Provided entries:
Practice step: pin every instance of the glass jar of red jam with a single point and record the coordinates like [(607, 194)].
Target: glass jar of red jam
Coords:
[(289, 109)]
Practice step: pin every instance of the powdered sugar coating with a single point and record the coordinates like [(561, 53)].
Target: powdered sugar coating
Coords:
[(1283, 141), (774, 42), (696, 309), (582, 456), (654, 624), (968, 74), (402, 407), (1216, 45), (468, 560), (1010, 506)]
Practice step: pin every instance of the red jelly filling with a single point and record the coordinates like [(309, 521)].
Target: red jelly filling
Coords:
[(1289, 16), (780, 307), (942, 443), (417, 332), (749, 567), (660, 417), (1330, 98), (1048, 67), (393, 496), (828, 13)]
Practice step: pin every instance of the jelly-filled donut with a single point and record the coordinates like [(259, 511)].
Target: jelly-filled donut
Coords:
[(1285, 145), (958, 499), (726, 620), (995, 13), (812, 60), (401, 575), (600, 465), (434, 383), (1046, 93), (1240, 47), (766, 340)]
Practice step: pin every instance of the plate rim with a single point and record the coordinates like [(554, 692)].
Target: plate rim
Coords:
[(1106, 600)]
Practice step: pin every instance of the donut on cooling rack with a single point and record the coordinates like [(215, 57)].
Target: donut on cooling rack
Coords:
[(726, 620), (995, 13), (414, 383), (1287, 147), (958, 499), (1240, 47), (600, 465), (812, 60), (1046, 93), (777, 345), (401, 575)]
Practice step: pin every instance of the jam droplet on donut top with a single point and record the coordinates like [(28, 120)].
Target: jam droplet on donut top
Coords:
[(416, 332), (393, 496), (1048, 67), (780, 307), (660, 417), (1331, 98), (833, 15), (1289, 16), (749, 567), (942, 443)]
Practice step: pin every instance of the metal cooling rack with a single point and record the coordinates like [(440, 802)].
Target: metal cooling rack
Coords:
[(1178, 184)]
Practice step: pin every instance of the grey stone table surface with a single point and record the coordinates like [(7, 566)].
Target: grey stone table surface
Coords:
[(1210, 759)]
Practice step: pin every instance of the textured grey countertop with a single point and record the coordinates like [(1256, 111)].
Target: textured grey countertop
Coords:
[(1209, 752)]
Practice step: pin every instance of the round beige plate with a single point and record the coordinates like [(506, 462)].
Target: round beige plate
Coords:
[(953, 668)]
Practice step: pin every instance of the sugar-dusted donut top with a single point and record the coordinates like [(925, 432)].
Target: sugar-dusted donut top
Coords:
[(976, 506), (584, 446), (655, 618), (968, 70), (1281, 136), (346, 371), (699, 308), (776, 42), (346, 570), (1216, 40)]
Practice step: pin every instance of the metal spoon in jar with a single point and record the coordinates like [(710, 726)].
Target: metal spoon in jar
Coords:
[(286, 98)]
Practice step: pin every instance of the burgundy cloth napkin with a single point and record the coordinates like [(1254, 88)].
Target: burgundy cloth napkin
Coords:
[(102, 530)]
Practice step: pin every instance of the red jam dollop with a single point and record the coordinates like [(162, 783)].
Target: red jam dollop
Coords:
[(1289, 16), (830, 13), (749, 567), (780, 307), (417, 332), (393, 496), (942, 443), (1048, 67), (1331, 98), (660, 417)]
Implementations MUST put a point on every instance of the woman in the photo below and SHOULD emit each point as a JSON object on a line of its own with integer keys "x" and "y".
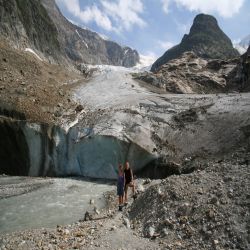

Action item: Check each line of the entries for "sugar" and copy those that have it.

Result:
Practice step: pin every instance of the powdered sugar coating with a single point and record the coordinates like [(561, 53)].
Target: powdered sugar coating
Practice step: pin every instance of the sugar-dusted donut top with a single point and record the coordinates like [(925, 432)].
Target: sugar-dusted donut top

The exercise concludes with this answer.